__Given request__. Return every record exactly as written.

═════ Entries shown

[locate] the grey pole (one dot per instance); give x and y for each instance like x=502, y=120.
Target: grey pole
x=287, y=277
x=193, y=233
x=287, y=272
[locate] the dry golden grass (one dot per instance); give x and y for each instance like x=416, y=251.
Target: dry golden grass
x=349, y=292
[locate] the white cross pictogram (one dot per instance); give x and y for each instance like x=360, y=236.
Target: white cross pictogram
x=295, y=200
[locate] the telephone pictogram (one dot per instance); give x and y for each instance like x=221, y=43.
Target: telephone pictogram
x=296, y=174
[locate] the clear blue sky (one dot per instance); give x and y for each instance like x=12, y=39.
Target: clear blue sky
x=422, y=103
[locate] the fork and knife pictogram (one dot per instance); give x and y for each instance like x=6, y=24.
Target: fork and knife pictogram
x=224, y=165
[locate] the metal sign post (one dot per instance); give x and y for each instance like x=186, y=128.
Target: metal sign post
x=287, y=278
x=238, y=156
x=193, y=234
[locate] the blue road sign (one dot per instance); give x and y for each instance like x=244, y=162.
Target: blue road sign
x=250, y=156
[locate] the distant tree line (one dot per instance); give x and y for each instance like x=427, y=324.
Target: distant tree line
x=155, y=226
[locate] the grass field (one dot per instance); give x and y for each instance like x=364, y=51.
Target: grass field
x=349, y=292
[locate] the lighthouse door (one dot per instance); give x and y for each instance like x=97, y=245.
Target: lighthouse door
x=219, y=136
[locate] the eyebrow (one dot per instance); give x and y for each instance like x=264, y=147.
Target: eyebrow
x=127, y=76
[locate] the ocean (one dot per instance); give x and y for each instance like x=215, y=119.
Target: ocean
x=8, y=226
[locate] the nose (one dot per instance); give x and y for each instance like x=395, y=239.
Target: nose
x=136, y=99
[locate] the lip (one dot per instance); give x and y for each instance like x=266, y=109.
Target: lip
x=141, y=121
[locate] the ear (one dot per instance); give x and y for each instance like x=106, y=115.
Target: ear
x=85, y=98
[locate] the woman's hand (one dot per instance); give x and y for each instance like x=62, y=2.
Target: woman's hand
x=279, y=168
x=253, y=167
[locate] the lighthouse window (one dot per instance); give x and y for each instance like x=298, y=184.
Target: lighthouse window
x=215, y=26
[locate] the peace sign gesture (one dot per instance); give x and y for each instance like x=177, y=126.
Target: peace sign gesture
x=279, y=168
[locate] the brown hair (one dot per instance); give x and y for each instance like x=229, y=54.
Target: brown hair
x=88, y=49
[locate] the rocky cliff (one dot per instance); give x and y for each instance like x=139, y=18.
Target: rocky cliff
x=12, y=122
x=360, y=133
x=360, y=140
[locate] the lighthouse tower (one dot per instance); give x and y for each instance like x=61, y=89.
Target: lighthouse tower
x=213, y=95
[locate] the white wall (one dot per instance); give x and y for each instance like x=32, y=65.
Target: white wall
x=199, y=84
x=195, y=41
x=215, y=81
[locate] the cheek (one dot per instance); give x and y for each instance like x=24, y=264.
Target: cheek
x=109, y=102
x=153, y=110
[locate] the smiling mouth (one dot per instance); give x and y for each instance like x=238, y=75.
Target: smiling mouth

══════════

__Reply to the task__.
[locate] the grey pole (one dot per instance); give x and y for each instance like x=502, y=120.
Target: grey pole
x=287, y=277
x=193, y=233
x=287, y=272
[locate] the dry golden grass (one dot per instance); give x and y for each instance like x=416, y=251.
Target: dry golden grass
x=349, y=292
[locate] the white cross pictogram (one dot per instance); give x and y for each instance like x=360, y=236.
Target: white cross pictogram
x=295, y=200
[locate] the telephone pictogram (one dot per instance); give x and y for each instance like x=221, y=43.
Target: telephone pictogram
x=296, y=174
[locate] the clear blue sky (one dot per instance); give x and y for each instance like x=12, y=39.
Target: clear blue sky
x=422, y=103
[locate] the fork and knife pictogram (one dot per instance); give x and y for each instance like x=6, y=24.
Target: fork and knife pictogram
x=224, y=165
[locate] the metal sign post (one dot per instance); give x and y for each instance like x=186, y=128.
Target: metal sign post
x=287, y=278
x=238, y=156
x=193, y=234
[locate] the blue road sign (one dot per instance); give x and y for each instance like x=244, y=162.
Target: blue road sign
x=250, y=156
[locate] the distant tree line (one dot per instance); give x and y for each instance like x=427, y=324.
Target: distant tree line
x=155, y=226
[locate] the grass field (one dot per instance); give x and y for each instance like x=364, y=51.
Target: grass field
x=349, y=292
[locate] the lighthouse door (one dot per instance); give x and y for each instance like x=97, y=245.
Target: lighthouse door
x=219, y=136
[locate] the eyebrow (one dot per instance); give x and y for each instance like x=264, y=147.
Target: eyebrow
x=127, y=76
[locate] the ocean (one dot per instance); give x and y for each instance like x=215, y=119.
Target: ocean
x=8, y=226
[locate] the nose (one dot per instance); give x and y for each instance like x=395, y=239.
Target: nose
x=136, y=99
[locate] the lip (one dot per instance); give x and y for each instance like x=266, y=109.
Target: lip
x=141, y=121
[locate] the ear (one dot per instance); give x and y for each instance like x=106, y=115.
Target: ear
x=85, y=98
[locate] the woman's hand (one dot per instance); give x and y for each instance like x=62, y=2.
Target: woman's hand
x=279, y=168
x=253, y=167
[locate] the lighthouse window (one dot per instance); give x and y for each instance like x=298, y=184.
Target: lighthouse window
x=215, y=26
[locate] the peace sign gesture (one dot per instance); give x and y for each instance like x=177, y=126.
Target: peace sign gesture
x=279, y=168
[locate] the brown hair (one dot per instance); give x and y for each instance like x=229, y=54.
Target: brown hair
x=88, y=49
[locate] the rocky cliff (one dot per instance); give x and y for each instance like x=139, y=18.
Target: rocky cliff
x=12, y=122
x=360, y=133
x=360, y=140
[locate] the lighthouse tower (one dot per instance); give x and y for each instance like x=61, y=89.
Target: lighthouse tower
x=213, y=95
[locate] the white wall (one dot per instance); give x and y for each instance like x=32, y=65.
Target: white wall
x=199, y=84
x=195, y=41
x=215, y=81
[locate] the cheek (one dot per instance); give x and y for each instance like x=24, y=264.
Target: cheek
x=109, y=102
x=153, y=110
[locate] the smiling mouth (one dot per instance); give x and y for each instance like x=238, y=75.
Target: smiling mouth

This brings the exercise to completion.